Every line of the data below should be written out word for word.

----

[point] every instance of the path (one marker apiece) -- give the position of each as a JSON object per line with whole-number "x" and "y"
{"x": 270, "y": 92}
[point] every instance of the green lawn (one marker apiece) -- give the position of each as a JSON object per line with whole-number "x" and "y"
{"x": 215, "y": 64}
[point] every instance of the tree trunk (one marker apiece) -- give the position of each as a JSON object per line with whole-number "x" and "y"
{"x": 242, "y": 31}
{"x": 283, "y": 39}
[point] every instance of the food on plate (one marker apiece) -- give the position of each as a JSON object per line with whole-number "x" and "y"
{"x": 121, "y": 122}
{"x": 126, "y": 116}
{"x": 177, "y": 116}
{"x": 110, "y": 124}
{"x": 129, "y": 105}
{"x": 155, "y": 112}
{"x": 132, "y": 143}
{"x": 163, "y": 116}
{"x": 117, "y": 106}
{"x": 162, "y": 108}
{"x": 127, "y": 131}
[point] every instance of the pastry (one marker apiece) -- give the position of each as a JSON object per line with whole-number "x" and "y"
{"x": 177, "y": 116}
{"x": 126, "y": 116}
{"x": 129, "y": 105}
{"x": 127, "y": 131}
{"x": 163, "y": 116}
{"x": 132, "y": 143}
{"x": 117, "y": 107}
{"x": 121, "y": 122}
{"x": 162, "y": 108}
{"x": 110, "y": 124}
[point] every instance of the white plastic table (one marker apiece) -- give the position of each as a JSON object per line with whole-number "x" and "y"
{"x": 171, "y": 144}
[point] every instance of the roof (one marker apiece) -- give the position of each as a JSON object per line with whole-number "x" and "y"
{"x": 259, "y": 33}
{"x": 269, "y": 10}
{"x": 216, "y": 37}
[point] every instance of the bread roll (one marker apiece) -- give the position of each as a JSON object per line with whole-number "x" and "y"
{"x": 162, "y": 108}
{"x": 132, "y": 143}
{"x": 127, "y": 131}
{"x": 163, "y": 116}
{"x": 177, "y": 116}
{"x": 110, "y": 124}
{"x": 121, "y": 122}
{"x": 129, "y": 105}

----

* _WORKED SOLUTION_:
[point] every instance of the path (one marker apiece) -- give the position of each as a JSON object per line with whole-number "x" and "y"
{"x": 270, "y": 92}
[point] every instance of the green lawn (one marker apiece) -- give the position of each as a JSON object per line with whole-number "x" and "y"
{"x": 215, "y": 64}
[point] every instance of the tree trunk (one marker apiece) -- give the position of each as a JSON object per line with whole-number "x" and "y"
{"x": 242, "y": 31}
{"x": 283, "y": 39}
[point] every instance of the food on plate (one marker apiece) -- give the position of each as a JSON object per line with whole-number "x" and "y"
{"x": 121, "y": 122}
{"x": 126, "y": 116}
{"x": 177, "y": 116}
{"x": 110, "y": 124}
{"x": 129, "y": 105}
{"x": 155, "y": 112}
{"x": 132, "y": 143}
{"x": 163, "y": 116}
{"x": 117, "y": 106}
{"x": 162, "y": 108}
{"x": 127, "y": 131}
[point] every instance of the pastry (one marker apiece) -- give the position of each as a JSON object per line with whole-number "x" and "y"
{"x": 177, "y": 116}
{"x": 126, "y": 116}
{"x": 129, "y": 105}
{"x": 127, "y": 131}
{"x": 163, "y": 116}
{"x": 132, "y": 143}
{"x": 117, "y": 107}
{"x": 121, "y": 122}
{"x": 162, "y": 108}
{"x": 110, "y": 124}
[point] every instance of the white plastic table (one marker apiece) -- give the position of each as a JSON object per line with whole-number "x" and "y"
{"x": 171, "y": 144}
[point] every instance of the roof (one marker apiece) -- give the position of each as a JSON object per line with whole-number "x" and "y"
{"x": 259, "y": 33}
{"x": 269, "y": 10}
{"x": 216, "y": 37}
[point] every instance of the bread roll (one marker apiece) -- give the position of each as a JSON object per line with whole-number "x" and "y"
{"x": 162, "y": 108}
{"x": 132, "y": 143}
{"x": 127, "y": 131}
{"x": 163, "y": 116}
{"x": 177, "y": 116}
{"x": 110, "y": 124}
{"x": 121, "y": 122}
{"x": 129, "y": 105}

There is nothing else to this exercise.